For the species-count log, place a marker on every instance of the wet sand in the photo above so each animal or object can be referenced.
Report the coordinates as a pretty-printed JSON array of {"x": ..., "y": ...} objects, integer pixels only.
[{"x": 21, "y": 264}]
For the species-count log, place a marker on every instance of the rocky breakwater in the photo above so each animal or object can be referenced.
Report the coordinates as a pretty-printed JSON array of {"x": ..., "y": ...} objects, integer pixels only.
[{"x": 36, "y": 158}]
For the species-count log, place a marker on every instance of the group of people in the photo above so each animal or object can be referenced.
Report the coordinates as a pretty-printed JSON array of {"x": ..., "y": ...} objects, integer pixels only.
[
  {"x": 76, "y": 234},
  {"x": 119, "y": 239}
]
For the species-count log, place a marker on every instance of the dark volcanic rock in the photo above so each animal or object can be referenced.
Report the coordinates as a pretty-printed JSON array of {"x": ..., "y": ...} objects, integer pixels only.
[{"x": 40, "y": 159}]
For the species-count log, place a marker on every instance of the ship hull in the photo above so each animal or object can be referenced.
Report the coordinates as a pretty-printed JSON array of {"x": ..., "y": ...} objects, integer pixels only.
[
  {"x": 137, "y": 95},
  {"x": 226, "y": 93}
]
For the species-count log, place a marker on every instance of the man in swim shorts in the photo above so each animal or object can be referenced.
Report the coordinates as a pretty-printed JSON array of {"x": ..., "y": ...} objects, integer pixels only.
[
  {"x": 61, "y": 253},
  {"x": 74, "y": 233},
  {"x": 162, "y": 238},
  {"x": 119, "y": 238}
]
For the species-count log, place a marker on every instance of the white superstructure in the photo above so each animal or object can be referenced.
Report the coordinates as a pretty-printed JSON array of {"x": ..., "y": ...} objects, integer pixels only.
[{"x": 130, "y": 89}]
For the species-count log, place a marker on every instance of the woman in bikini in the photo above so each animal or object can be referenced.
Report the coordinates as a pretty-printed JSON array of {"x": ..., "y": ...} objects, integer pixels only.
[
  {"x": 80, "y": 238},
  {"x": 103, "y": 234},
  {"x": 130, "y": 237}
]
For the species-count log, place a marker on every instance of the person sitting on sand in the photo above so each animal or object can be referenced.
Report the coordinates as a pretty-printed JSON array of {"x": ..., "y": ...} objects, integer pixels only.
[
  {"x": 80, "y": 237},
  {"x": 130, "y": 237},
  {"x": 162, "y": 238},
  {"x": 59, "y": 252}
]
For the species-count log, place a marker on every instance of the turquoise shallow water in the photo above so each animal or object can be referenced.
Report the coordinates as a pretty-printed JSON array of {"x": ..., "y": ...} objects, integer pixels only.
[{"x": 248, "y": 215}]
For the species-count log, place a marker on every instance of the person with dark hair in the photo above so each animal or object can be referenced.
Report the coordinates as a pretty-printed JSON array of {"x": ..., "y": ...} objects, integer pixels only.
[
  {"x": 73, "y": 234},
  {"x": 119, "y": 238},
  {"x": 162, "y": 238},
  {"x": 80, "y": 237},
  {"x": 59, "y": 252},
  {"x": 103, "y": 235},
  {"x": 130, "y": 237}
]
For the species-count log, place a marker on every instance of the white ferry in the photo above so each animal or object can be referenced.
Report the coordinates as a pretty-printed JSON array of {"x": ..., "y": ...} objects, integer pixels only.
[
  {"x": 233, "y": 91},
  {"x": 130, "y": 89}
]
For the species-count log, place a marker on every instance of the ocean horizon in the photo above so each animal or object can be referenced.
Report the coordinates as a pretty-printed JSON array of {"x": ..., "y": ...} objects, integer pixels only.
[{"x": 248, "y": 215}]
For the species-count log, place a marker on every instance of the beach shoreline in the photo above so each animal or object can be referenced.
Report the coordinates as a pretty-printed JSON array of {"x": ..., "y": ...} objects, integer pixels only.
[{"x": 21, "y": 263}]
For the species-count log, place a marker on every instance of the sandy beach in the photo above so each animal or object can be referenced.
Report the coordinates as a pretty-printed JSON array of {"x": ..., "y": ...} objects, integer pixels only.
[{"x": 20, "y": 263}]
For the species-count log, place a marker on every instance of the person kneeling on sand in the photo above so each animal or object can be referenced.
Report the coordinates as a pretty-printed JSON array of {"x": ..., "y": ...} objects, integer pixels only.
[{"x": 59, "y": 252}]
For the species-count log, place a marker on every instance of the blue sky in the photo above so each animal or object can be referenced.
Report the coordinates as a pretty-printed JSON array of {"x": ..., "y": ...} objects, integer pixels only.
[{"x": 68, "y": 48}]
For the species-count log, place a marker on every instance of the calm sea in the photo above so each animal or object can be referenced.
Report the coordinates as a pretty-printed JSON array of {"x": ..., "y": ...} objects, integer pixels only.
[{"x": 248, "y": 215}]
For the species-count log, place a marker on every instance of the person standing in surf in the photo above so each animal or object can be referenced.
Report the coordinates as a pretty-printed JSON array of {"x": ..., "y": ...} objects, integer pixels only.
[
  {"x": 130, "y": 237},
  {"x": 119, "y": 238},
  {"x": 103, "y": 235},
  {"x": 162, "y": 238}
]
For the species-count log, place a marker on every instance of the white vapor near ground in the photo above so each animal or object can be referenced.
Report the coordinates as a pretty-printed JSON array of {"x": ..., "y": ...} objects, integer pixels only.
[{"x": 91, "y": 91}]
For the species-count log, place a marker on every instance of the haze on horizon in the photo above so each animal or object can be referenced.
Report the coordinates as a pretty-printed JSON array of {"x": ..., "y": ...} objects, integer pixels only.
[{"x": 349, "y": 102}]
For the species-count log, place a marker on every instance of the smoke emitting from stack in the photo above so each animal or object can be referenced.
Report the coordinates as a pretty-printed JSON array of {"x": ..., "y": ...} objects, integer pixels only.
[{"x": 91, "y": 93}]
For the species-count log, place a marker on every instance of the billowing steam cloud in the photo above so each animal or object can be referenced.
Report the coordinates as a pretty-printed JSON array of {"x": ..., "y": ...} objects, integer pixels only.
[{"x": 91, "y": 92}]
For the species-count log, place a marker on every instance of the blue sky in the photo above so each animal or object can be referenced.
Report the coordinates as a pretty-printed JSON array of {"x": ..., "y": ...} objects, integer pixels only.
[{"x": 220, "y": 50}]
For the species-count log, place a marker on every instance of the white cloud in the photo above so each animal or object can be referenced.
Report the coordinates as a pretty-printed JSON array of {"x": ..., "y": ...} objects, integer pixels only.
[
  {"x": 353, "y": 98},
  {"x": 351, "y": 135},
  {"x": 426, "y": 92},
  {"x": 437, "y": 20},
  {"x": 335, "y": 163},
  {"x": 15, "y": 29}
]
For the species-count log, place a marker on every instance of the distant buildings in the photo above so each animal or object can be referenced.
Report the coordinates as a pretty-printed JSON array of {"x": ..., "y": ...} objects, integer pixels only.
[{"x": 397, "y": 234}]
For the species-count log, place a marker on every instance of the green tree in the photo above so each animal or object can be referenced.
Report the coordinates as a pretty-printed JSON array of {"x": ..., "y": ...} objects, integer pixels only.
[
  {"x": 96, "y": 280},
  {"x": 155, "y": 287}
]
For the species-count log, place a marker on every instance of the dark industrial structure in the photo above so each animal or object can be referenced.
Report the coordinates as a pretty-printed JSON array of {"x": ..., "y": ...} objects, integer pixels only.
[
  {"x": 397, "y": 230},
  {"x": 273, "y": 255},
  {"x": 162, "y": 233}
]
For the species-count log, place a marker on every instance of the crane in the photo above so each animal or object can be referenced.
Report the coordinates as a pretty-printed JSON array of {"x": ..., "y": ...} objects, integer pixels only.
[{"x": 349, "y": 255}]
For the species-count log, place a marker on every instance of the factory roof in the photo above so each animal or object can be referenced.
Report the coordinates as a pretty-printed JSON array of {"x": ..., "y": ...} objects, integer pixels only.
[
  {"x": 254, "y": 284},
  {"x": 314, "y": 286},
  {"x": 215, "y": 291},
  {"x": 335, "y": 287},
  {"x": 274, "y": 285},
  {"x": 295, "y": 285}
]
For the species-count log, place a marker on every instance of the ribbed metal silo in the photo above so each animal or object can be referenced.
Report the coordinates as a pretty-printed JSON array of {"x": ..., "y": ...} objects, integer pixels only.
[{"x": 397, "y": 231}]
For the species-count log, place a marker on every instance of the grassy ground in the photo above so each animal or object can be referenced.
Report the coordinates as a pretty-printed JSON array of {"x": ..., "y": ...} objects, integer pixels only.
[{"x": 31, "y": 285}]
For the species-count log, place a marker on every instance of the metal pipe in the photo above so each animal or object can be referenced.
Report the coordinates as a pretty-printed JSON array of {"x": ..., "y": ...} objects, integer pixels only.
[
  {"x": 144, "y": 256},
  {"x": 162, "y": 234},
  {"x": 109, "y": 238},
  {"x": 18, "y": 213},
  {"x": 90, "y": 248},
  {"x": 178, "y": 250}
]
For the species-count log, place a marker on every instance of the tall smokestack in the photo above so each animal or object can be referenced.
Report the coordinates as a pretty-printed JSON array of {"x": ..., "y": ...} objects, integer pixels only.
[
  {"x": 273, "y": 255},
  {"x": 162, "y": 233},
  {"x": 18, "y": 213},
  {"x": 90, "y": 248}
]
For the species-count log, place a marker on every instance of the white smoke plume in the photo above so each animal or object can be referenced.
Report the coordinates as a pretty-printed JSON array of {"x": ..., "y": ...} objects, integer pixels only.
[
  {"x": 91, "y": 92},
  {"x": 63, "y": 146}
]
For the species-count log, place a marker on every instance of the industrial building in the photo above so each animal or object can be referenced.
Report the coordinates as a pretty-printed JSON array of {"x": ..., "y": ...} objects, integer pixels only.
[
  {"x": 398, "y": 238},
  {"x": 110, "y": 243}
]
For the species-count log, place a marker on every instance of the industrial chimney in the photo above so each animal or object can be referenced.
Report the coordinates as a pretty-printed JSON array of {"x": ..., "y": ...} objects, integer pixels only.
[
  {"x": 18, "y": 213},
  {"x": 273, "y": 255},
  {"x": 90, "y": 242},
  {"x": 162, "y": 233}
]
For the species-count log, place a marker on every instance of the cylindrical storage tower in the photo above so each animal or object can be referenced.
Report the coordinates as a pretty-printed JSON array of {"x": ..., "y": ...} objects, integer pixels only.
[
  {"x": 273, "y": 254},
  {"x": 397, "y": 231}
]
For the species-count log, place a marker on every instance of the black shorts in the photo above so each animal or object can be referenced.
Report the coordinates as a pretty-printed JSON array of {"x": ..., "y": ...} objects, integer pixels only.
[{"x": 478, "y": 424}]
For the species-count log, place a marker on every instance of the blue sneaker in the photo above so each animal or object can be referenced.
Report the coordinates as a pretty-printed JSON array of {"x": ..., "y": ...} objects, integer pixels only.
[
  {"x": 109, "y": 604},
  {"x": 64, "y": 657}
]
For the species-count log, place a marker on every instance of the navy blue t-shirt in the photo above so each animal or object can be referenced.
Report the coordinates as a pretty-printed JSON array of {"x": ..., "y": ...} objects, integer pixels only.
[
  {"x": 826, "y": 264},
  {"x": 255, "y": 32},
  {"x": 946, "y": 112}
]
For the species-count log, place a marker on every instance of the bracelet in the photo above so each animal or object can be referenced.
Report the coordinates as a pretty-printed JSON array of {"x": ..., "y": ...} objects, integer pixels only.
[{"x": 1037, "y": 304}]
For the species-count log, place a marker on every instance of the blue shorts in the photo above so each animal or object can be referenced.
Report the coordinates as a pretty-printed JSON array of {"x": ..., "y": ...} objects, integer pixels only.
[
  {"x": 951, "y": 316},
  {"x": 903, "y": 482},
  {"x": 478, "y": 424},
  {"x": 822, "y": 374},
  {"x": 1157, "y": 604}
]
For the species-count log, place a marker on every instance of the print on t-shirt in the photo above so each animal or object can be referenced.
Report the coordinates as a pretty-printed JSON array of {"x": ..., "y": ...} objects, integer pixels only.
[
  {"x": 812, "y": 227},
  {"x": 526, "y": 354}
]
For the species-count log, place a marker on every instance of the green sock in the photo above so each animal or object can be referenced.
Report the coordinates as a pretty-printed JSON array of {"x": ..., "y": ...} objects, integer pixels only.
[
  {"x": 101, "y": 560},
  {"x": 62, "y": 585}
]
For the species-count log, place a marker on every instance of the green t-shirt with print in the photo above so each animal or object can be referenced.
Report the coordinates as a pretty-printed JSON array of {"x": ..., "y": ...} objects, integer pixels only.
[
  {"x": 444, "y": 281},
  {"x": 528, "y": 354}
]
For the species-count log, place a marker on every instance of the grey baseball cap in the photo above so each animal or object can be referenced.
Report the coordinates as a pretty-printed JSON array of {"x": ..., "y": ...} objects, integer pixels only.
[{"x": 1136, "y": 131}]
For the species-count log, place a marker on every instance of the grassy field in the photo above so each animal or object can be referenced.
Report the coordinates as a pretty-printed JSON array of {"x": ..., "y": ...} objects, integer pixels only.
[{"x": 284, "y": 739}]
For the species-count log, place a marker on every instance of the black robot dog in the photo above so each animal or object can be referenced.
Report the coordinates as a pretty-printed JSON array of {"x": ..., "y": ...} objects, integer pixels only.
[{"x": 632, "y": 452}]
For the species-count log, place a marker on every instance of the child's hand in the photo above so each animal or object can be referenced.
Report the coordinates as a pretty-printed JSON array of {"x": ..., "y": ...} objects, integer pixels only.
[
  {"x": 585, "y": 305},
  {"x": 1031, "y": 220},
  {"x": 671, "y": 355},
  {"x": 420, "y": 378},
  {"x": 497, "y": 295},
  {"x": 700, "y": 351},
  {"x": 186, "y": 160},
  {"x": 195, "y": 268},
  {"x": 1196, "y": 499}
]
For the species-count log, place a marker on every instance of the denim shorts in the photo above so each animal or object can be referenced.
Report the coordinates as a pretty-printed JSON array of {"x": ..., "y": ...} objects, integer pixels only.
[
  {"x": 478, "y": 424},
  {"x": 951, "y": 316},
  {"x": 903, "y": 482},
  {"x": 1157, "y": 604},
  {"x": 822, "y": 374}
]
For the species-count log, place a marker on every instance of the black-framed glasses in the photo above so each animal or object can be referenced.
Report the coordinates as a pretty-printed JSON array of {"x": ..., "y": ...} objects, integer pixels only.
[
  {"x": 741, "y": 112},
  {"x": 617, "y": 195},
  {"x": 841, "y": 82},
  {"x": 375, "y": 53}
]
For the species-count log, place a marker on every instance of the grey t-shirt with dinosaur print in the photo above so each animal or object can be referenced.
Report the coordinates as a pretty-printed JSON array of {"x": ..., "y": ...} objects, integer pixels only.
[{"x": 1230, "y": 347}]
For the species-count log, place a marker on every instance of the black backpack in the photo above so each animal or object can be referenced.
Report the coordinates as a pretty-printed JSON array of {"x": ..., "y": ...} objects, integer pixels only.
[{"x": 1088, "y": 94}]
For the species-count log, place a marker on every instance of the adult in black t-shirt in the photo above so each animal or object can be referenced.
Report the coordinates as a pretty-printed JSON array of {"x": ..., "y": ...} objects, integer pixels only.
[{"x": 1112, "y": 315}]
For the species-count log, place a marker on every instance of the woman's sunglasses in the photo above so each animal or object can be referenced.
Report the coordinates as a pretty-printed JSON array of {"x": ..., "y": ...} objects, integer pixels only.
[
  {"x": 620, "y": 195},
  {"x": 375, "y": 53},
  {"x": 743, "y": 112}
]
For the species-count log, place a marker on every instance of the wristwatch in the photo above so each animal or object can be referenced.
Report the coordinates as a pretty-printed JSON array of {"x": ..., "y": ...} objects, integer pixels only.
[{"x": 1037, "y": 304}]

WHAT IS ASKED
From the line holding "of the woman's" to the last line of the records, quote each line exactly and add nothing.

WORKED SOLUTION
For the species-count log, place a marker on every instance of the woman's sunglasses in the photo above so each animal or object can be referenced.
Report the coordinates as a pretty-printed JSON array of {"x": ..., "y": ...} objects, integer pixels only.
[
  {"x": 620, "y": 195},
  {"x": 375, "y": 53},
  {"x": 743, "y": 112}
]
For the species-count log, place a marker on every instance of the wristwatch in the photo above so each animal or object can be referenced.
Report the coordinates as a pretty-printed JSON array of {"x": ..., "y": ...} objects, integer pixels only.
[{"x": 1037, "y": 304}]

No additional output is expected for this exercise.